■ **DATASET CONTENT**
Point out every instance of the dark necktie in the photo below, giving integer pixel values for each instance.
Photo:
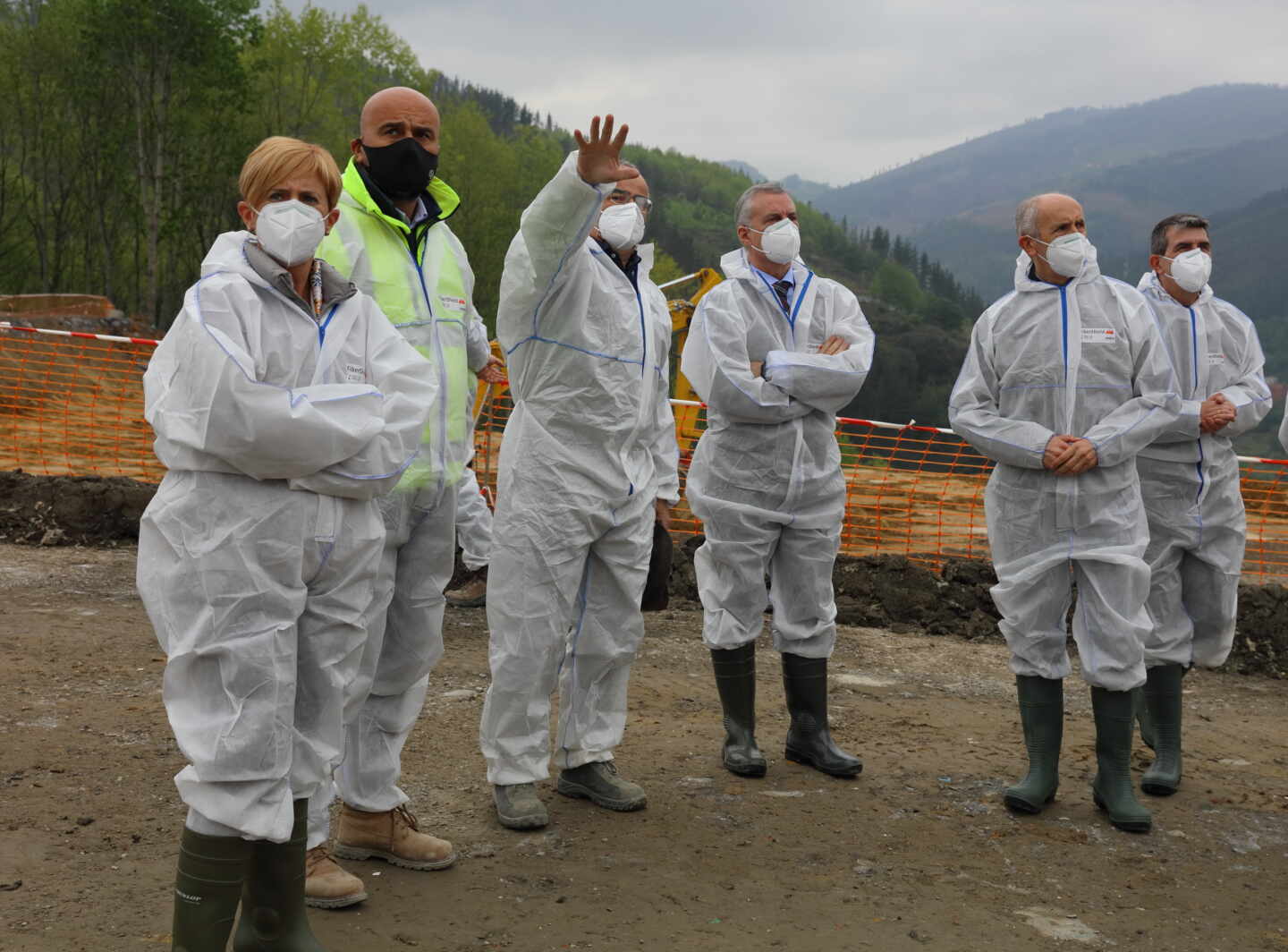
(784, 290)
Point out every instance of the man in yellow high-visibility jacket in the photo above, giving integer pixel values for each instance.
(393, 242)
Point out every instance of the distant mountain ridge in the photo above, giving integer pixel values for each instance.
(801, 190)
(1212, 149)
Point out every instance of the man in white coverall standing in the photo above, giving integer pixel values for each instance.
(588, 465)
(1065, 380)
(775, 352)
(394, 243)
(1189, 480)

■ **EXERCISE AIM**
Can you rewrite the rows from the line containing "Point out every instance of the man in white" through the end of the rows as a JSON list of strings, one string per line, with blank lines left out?

■ **FINAL RESULT**
[
  "Point out every instance of the man in white coverall standing in the photo above, giving integer pixel values for each instance.",
  "(588, 465)",
  "(1065, 380)",
  "(775, 352)",
  "(394, 243)",
  "(1189, 480)"
]